*PASSAGE SHOWN:*
=== Section Start ===
Recently Issued Accounting Standards
     In June 2009, the FASB issued a new accounting standard that amends the accounting and disclosure requirements for the consolidation of variable interest entities. This new standard removes the previously existing exception from applying consolidation guidance to qualifying special-purpose entities and requires ongoing reassessments of whether an enterprise is the primary beneficiary of a variable interest entity. Before this new standard, generally accepted accounting principles required reconsideration of whether an enterprise is the primary beneficiary of a variable interest entity only when specific events occurred. This new standard is effective as of the beginning of each reporting entity’s first annual reporting period that begins after November 15, 2009, for interim periods within that first annual reporting period, and for interim and annual reporting periods thereafter. This new standard became effective for us on January 1, 2010. The adoption of this standard did not impact our consolidated financial statements.
=== Section End ===
*INPUT DATA:*
=== Section Start ===
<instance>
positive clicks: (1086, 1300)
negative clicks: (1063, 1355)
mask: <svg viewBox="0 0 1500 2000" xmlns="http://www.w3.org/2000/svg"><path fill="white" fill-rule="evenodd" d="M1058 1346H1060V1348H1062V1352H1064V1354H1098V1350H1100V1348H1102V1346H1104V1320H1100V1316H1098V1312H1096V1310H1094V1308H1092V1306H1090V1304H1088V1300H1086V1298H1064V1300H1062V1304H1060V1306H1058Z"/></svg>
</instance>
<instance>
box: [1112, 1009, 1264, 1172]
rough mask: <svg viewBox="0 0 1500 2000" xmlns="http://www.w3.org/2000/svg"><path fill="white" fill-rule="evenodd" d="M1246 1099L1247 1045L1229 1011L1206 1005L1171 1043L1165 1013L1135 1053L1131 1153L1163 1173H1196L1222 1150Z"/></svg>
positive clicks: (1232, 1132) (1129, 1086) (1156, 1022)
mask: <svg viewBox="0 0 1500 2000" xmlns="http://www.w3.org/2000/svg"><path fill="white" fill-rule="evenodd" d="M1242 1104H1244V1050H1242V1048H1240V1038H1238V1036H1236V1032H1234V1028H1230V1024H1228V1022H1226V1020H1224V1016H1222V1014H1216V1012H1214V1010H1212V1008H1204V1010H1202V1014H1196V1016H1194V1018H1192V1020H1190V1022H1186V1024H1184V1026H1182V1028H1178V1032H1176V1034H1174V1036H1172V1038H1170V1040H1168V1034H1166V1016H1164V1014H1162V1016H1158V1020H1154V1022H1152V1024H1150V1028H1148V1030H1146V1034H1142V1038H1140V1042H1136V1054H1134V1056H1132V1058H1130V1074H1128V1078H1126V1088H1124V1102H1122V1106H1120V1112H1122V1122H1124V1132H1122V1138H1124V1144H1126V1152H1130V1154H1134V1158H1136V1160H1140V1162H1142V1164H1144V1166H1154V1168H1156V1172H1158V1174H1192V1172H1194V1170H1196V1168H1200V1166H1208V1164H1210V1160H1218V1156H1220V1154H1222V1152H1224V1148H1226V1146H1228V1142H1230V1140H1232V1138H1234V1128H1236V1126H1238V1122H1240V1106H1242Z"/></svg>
=== Section End ===
*CHECK YOUR UNDERSTANDING:*
1. In the accounting standards passage, on what date did the new standard become "effective for us"?
2. Turn the accounting standards paragraph beginning "In June 2009, the FASB issued" into a short bulleted list that keeps its main facts.
3. Continue the accounting standards passage from the point where it ends.

*TASK-BY-TASK OUTPUTS:*
1. January 1, 2010.

2.
- In June 2009, the FASB issued a new standard amending the consolidation and disclosure rules for variable interest entities.
- It removes the exception that exempted qualifying special-purpose entities from consolidation guidance.
- It requires ongoing reassessment of whether an enterprise is the primary beneficiary of a variable interest entity. Previously this was required only when specific events occurred.
- It is effective from the start of each entity's first annual reporting period beginning after November 15, 2009. This covers interim periods within that year and all later interim and annual periods.
- It took effect for the company on January 1, 2010, and adopting it did not affect the consolidated financial statements.

3.
     In October 2009, the FASB issued a new accounting standard that addresses the accounting for multiple-deliverable revenue arrangements to enable vendors to account for deliverables separately rather than as a combined unit. This new standard addresses how to separate deliverables and how to measure and allocate arrangement consideration to one or more units of accounting. Existing accounting standards require a vendor to use objective and reliable evidence of fair value for the undelivered items or the residual method to separate deliverables in a multiple-deliverable arrangement. Under the new standard, it is expected that multiple-deliverable arrangements will be separated in more circumstances than under current requirements. The new standard establishes a hierarchy for determining the selling price of a deliverable for purposes of allocating revenue to multiple deliverables. The selling

24


Table of Contents

price used will be based on vendor-specific objective evidence if available, third-party evidence if vendor-specific objective evidence is not available, or estimated selling price if neither vendor-specific objective evidence nor third-party evidence is available. The new standard must be prospectively applied to all revenue arrangements entered into in fiscal years beginning on or after June 15, 2010 and will be effective for the Company on January 1, 2011. The adoption of this standard is not expected to have a material impact on our consolidated financial position, results of operations or cash flows.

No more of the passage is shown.